→ **Tugas yang Diberikan**
Tulis ulang semua baris materi, termasuk permintaannya. Mulailah dari awal materi dan berakhirlah pada baris yang memuat "point(63, 60)" (baris itu ikut disertakan). Kalikan setiap koordinat dalam jawaban dengan 1,15, lalu bulatkan ke bilangan bulat terdekat dengan nilai setengah dibulatkan ke atas.

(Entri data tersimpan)

▬▬▬

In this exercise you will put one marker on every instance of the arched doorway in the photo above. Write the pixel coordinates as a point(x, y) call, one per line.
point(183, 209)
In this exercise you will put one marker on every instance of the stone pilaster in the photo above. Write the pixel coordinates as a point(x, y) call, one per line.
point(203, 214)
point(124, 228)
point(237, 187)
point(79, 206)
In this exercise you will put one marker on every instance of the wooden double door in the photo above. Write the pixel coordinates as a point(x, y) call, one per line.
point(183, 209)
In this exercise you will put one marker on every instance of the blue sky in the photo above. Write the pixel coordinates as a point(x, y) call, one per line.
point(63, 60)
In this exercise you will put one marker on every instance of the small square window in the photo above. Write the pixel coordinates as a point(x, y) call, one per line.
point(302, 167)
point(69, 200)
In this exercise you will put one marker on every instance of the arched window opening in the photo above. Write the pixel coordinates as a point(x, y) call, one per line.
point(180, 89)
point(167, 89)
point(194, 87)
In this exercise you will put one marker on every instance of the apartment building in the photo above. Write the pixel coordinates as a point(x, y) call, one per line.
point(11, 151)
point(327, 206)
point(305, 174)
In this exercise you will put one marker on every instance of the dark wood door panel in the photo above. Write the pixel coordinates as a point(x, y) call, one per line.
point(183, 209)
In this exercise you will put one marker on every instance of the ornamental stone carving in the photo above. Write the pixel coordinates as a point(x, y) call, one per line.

▬▬▬

→ **Hasil Tugas**
In this exercise you will put one marker on every instance of the arched doorway in the photo above. Write the pixel coordinates as a point(x, y) call, one per line.
point(210, 240)
In this exercise you will put one marker on every instance of the stone pilaster in the photo above. Write the pixel coordinates as a point(x, y) call, one per line.
point(233, 246)
point(143, 262)
point(273, 215)
point(91, 237)
In this exercise you will put one marker on every instance of the wooden double door in the photo above. Write the pixel coordinates as a point(x, y) call, one per line.
point(210, 240)
In this exercise you will put one marker on every instance of the blue sky in the photo above. Write the pixel coordinates as a point(x, y) call, one per line.
point(72, 69)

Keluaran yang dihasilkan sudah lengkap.